### PROBLEM TO WORK ON
Take the data that follows and retype it word for word.

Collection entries
*****
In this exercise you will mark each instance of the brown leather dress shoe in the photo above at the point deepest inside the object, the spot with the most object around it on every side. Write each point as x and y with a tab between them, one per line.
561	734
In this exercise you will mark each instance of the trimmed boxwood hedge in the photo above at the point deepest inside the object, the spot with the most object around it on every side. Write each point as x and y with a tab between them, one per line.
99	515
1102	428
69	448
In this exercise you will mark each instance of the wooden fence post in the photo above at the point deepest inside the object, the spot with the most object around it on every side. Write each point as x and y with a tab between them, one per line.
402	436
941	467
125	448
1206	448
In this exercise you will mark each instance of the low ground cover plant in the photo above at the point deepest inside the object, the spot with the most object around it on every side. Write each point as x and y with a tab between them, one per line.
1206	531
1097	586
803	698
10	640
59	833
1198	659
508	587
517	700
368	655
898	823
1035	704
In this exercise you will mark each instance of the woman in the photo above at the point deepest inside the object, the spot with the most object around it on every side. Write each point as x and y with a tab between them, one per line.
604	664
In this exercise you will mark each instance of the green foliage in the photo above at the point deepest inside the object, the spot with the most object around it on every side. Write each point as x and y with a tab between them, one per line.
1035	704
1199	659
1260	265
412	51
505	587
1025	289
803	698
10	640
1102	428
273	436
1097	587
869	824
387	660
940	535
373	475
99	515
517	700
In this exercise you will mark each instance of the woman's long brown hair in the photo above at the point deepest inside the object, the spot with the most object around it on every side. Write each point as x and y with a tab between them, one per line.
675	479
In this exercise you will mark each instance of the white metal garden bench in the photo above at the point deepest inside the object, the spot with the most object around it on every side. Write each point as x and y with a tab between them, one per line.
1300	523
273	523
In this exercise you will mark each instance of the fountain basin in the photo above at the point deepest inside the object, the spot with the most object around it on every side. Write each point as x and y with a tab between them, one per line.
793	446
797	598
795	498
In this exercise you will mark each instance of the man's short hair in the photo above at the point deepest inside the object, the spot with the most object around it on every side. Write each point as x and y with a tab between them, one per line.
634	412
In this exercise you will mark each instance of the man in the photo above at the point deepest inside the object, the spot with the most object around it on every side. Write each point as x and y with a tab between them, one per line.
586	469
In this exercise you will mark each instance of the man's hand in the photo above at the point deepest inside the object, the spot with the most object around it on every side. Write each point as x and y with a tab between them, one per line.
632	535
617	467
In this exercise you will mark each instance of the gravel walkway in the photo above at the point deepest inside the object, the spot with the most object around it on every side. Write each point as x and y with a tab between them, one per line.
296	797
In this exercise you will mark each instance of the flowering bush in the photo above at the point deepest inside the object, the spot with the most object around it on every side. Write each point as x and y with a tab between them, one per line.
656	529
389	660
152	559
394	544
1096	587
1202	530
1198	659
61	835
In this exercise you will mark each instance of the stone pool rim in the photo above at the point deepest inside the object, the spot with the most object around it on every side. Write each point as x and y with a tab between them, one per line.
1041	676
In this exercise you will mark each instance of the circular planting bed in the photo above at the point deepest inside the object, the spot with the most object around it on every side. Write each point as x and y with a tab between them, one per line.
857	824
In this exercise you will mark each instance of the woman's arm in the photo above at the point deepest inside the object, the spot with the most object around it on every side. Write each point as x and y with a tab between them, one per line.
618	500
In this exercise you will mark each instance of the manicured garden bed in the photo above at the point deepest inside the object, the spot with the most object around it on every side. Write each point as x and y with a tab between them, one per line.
*****
### EXPECTED ANSWER
In this exercise you will mark each instance of the brown leather dress shoe in the photo above at the point deepest inside the object, the spot with the most object around it on every side. Write each point as x and y with a tab between them, one per line.
561	734
In this exercise you will mark each instance of the trimmed boxwood hedge in the photo above at the point deepest inside the object, the spot with the most object around it on every side. Write each point as x and y with a tab between them, one per line.
99	515
1102	428
69	448
In this exercise you will mark each instance of the wooden fence post in the photo above at the point deepest inside the object, the spot with the most object around it on every side. Write each point as x and y with a tab between them, one per line.
402	436
941	467
125	448
1206	448
In this exercise you will mark each instance of the low ground cover plant in the photo above at the point deepest inside the object, the spot with the most object around it on every side. Write each point as x and y with a tab between them, one per line.
1206	531
1097	586
803	698
10	640
59	833
1198	659
508	587
517	700
368	655
898	823
1035	704
In this exercise you will mark each instance of the woman in the photo above at the point deepest inside the object, the spot with the most object around it on every side. Write each point as x and y with a tab between them, one per line.
604	664
In this exercise you will mark each instance of the green foliage in the photo above at the point deepest inside the object, the spot with the most object around it on every side. Write each point as x and y with a tab between them, one per line.
1035	704
1199	659
1260	265
412	51
505	587
1025	289
803	698
10	640
1102	428
273	436
1097	587
869	824
387	660
940	535
373	475
99	515
517	700
In this exercise you will mark each instance of the woman's long brown hair in the photo above at the point deepest inside the object, the spot with the most object around it on every side. Write each point as x and y with a tab between them, one per line.
675	479
In this exercise you will mark each instance of the white metal garden bench in the photo above at the point deepest inside the object, the spot with the most object around it on every side. Write each point as x and y with a tab between them, one per line.
1300	523
273	523
In this exercise you will mark each instance of the fountain basin in the photo above at the point deepest inside the object, the spot with the most object around it on every side. Write each point as x and y with a tab between them, one per line.
793	446
797	598
795	498
In this exercise you will mark each instance of the man's short hair in the photo above at the point deepest inside the object, the spot with the most object around it on every side. Write each point as x and y with a tab between them, one per line.
634	412
In this exercise you will mark each instance of the man in the photo above at the point deepest inside the object, the spot with the most object around it on every side. Write each point as x and y with a tab between them, one per line.
586	469
In this exercise you will mark each instance of the man's hand in the photo above at the point deepest inside the object, the spot with the most object around it on every side. Write each point as x and y with a tab between them, one per line.
632	535
617	467
In this exercise you will mark each instance of the gravel walkway in the photo above at the point deepest inside the object, the spot with the most object around it on every side. Write each point as x and y with a tab between them, one per line.
296	797
In this exercise you will mark each instance of the flowering bush in the photo above at the point deepest inside the object, the spot with the most object around it on every side. Write each point as x and y with a tab between them, one per line.
656	529
389	660
152	559
394	544
1096	587
1202	530
1198	659
61	835
In this exercise you will mark each instance of the stone pool rim in the photo above at the point deepest inside the object, the spot with the most object around it on every side. Write each point as x and y with a tab between them, one per line.
1041	676
In this exercise you will mark each instance of the circular planting bed in the photo above at the point deepest inside the object, the spot with the most object around it on every side. Write each point as x and y with a tab between them, one per line.
857	824
In this exercise you will mark each instance of the woman's arm in the photo above at the point deepest inside the object, the spot with the most object around it on every side. Write each point as x and y with a tab between them, one per line.
618	500
In this exercise you will mark each instance of the manicured garden bed in the photo above at the point deepest inside the object, the spot with the most object around it on every side. Write each point as x and y with a tab between them, one per line.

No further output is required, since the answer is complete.